# COMPLETE THE FOLLOWING:
1. In the announcement, where will Professor Petersen deliver the Award Lecture?
2. Repeat word for word everything in the announcement from "The American Physiological Society, which" down to "and Exhibition Centre.".

# GIVEN TEXT:
-.-.-
The world's largest Physiological Society has honoured the Director of the School of Biosciences, Professor Ole Petersen FRS, with the 2013 award of the Society's Horace W Davenport Distinguished Lectureship.

The American Physiological Society, which has over 10,000 members, has invited Professor Petersen to give the one-hour Award Lecture at the Experimental Biology (EB) 2013 meeting on Tuesday afternoon, 23 April, 2013. The lecture will be delivered at the Boston Convention and Exhibition Centre.

'Calcium signal mechanisms in epithelial cells: roles in physiology and pathology' will be the theme of the lecture. EB is the world's largest annual general biology congress and attendance at this year's event is estimated to be 15,000.

The Chair of the American Physiological Society's Gastrointestinal and Liver Section, Professor Marshall Montrose, stated that "the Horace W Davenport Distinguished Lectureship is the most prestigious recognition offered by the Gastrointestinal and Liver Section of the American Physiological Society" and that "the award recognizes distinguished lifetime achievement in gastrointestinal and liver physiological research".
-.-.-
(Stored items)
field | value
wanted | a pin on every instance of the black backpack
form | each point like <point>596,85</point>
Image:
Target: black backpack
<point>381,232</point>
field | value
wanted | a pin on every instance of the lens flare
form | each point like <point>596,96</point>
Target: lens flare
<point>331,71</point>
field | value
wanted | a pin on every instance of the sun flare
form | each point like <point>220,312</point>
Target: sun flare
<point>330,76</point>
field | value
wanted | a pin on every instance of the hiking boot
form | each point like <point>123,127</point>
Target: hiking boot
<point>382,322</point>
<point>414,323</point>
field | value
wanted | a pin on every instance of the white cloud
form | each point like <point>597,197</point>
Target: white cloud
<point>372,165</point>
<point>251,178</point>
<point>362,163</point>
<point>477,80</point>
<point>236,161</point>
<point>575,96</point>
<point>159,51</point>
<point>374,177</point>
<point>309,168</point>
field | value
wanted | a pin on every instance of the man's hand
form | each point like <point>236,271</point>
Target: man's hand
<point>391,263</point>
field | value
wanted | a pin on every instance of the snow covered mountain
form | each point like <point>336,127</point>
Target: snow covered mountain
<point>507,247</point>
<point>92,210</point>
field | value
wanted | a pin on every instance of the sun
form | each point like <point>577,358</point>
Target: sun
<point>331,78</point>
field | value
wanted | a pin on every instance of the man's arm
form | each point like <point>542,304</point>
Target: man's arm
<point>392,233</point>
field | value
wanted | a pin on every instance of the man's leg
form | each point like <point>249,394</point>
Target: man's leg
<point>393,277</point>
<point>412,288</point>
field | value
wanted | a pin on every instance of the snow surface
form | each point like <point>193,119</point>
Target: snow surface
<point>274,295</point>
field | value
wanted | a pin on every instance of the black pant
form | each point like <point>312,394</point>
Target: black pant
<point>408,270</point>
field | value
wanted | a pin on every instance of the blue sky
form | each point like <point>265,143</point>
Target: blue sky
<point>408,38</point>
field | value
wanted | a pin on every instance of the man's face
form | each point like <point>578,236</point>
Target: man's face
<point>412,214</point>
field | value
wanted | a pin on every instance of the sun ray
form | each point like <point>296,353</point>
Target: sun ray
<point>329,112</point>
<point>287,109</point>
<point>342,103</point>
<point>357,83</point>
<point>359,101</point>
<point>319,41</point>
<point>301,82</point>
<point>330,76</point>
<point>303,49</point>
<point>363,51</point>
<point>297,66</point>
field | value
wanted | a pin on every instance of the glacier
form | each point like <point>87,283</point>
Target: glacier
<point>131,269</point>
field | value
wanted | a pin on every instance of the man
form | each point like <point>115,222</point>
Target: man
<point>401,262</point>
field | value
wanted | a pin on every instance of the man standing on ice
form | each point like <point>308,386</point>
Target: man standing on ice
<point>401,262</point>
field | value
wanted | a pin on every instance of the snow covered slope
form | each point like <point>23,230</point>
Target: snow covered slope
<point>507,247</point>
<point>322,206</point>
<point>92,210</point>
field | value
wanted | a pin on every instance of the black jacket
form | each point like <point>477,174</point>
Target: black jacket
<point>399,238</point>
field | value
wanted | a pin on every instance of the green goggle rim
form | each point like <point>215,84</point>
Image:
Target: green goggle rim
-.-.-
# ANSWERS FOR EACH ITEM:
1. At the Boston Convention and Exhibition Centre.

2.
The American Physiological Society, which has over 10,000 members, has invited Professor Petersen to give the one-hour Award Lecture at the Experimental Biology (EB) 2013 meeting on Tuesday afternoon, 23 April, 2013. The lecture will be delivered at the Boston Convention and Exhibition Centre.